- _Task item_: In the records below, copy the line that contains "Query: tractor wheel" and each line after it, word for word, through the last.
══ Data for processing ══
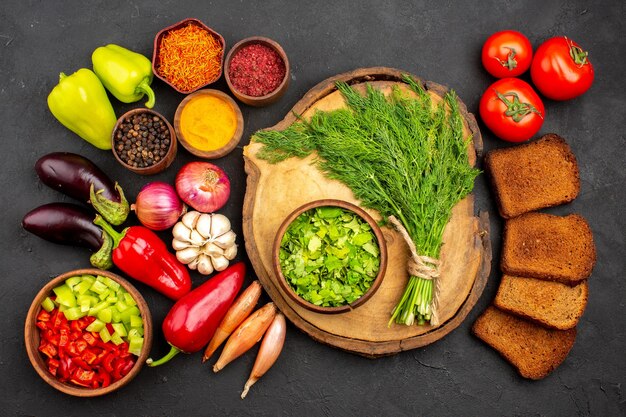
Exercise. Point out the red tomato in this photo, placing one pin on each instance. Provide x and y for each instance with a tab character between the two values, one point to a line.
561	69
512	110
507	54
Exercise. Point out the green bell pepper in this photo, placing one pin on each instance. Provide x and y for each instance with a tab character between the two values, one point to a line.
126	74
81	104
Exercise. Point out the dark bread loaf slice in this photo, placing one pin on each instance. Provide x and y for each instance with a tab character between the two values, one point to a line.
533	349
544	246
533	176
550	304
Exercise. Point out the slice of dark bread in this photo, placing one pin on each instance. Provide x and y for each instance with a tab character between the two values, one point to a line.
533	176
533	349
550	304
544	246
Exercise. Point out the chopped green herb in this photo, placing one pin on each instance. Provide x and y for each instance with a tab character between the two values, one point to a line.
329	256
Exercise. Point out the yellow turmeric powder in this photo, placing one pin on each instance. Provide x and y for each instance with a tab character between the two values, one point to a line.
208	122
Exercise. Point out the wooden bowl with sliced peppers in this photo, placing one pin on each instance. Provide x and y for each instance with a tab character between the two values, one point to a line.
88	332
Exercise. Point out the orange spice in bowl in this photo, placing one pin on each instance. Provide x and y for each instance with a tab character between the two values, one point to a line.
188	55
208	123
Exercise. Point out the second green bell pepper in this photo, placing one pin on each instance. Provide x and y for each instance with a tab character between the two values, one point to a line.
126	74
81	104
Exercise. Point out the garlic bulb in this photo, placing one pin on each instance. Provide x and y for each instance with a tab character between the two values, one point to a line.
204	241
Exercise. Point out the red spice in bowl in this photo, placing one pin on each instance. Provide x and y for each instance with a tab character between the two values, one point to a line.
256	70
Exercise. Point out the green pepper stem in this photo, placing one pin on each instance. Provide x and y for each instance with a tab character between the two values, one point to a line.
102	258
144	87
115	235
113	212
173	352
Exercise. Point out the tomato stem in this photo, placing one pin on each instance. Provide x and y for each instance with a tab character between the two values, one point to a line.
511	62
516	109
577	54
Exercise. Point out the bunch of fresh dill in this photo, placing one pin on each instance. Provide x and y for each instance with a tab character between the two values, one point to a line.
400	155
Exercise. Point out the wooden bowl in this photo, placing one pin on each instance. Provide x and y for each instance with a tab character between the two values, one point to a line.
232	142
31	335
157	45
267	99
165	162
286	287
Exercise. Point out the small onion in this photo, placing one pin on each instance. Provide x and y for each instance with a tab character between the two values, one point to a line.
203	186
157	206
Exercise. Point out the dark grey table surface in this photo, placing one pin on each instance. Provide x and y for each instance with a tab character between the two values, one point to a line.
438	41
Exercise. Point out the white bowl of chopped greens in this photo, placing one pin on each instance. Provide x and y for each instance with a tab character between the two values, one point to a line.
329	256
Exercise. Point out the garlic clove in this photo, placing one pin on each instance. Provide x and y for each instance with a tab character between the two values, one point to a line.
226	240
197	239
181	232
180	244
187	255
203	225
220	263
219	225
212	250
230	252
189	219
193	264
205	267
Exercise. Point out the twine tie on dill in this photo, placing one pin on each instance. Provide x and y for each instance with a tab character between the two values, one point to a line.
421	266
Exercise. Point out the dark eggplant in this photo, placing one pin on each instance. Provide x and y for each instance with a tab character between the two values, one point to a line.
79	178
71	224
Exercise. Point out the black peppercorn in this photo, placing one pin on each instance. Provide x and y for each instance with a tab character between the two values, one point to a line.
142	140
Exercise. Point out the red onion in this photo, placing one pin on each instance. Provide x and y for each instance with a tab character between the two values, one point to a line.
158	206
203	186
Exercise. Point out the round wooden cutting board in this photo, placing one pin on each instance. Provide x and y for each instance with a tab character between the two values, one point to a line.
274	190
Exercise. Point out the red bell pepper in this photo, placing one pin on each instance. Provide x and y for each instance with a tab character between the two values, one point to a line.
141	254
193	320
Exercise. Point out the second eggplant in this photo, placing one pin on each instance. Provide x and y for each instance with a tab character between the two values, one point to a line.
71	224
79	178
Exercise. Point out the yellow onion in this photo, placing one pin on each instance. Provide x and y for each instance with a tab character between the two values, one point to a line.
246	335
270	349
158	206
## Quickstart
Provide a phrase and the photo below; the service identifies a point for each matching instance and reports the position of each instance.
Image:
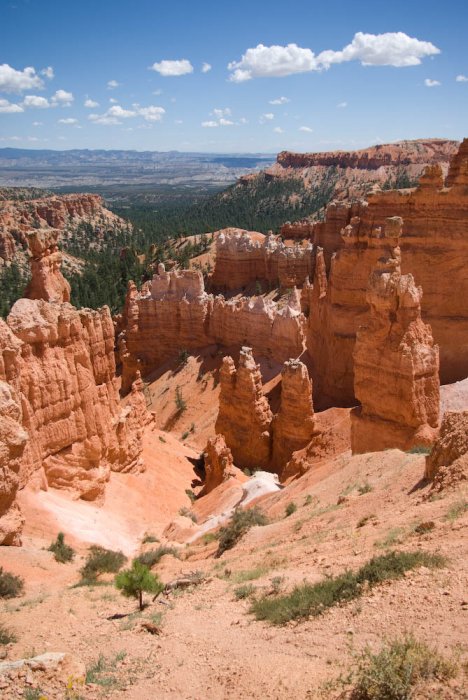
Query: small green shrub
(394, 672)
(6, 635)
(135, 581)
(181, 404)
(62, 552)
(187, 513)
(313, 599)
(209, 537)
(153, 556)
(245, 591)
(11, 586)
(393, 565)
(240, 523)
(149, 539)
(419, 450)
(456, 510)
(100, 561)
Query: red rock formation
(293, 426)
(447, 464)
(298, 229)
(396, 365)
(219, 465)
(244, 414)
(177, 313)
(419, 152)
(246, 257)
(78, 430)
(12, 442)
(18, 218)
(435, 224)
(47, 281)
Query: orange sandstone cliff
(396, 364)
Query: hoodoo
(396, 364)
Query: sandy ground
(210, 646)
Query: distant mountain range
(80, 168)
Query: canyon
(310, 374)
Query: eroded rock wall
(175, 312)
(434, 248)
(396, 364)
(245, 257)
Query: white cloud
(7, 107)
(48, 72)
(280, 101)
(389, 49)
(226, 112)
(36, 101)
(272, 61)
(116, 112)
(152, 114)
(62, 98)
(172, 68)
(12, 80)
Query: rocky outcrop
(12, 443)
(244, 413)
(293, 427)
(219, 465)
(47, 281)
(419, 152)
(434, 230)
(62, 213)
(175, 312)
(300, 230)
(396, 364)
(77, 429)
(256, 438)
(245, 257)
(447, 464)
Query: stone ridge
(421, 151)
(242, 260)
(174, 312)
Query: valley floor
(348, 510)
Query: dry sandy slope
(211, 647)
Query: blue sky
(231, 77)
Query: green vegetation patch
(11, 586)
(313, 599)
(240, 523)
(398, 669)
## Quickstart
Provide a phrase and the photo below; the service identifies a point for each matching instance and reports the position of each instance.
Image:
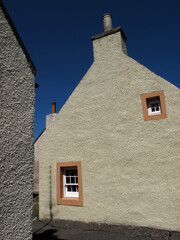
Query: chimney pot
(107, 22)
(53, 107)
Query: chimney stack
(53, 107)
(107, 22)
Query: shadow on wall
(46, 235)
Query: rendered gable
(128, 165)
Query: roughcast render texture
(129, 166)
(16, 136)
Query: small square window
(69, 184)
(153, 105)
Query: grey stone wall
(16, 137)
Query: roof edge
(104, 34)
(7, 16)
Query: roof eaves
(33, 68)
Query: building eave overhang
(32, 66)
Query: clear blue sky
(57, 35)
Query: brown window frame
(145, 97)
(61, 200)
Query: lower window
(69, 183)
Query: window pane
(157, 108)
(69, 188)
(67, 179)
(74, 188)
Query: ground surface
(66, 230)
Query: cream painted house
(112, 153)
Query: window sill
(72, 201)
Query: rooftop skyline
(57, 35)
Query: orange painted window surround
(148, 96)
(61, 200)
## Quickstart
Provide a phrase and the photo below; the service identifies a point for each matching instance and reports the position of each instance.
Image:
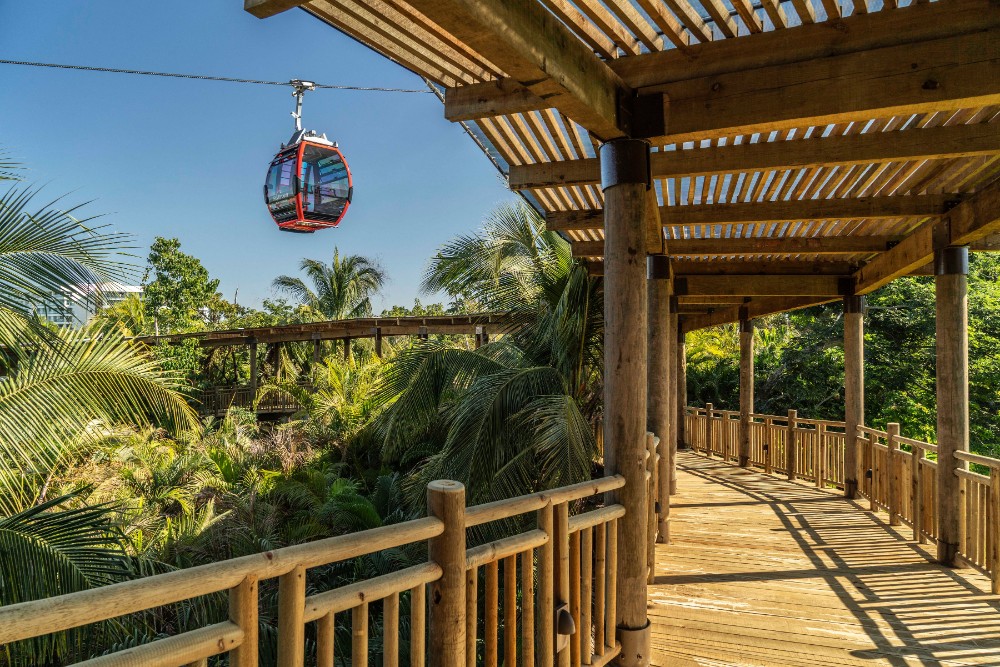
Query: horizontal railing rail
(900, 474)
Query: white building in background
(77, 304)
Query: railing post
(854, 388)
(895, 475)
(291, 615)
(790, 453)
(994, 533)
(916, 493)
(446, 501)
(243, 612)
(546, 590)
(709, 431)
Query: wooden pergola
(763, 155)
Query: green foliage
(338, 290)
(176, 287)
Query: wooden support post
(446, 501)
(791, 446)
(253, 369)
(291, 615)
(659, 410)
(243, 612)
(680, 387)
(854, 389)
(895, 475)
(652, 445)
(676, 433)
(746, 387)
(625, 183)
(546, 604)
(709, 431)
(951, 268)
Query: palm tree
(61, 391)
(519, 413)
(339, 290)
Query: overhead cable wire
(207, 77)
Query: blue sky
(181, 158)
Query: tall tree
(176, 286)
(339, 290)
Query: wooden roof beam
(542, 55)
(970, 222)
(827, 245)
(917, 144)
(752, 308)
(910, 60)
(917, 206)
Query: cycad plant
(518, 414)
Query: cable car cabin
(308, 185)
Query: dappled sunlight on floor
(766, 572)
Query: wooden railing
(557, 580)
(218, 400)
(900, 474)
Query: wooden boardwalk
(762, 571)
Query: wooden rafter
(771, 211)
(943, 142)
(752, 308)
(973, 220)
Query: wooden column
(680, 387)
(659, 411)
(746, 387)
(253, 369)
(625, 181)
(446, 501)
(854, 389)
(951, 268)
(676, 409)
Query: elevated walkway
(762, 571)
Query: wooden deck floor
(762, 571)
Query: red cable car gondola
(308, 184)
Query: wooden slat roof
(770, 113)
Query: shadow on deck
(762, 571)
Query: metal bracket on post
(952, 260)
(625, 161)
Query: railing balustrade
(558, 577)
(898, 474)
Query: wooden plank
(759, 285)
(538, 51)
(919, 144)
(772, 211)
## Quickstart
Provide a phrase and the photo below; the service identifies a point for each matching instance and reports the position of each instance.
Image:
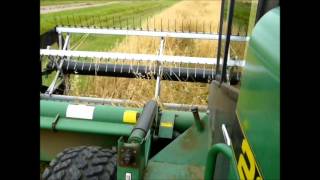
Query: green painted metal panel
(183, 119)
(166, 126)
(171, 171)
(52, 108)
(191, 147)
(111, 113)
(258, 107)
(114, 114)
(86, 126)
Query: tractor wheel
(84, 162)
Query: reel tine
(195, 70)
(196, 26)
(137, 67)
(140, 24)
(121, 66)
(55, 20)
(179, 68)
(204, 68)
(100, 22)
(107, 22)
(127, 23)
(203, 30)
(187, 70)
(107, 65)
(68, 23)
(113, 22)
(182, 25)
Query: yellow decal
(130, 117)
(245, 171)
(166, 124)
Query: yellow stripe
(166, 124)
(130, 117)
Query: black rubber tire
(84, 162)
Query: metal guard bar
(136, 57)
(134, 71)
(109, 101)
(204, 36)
═══
- _Solution to the exercise_:
Query: tractor wheel
(84, 162)
Query: reel tine
(195, 70)
(196, 26)
(137, 67)
(140, 24)
(121, 66)
(55, 20)
(179, 68)
(204, 68)
(100, 22)
(107, 22)
(127, 23)
(203, 30)
(187, 70)
(107, 65)
(68, 23)
(113, 22)
(182, 25)
Query: yellow decal
(130, 117)
(245, 171)
(166, 124)
Query: yellow stripe
(166, 124)
(130, 117)
Query: black rubber tire
(84, 162)
Query: metal guard bar
(136, 57)
(134, 71)
(109, 101)
(204, 36)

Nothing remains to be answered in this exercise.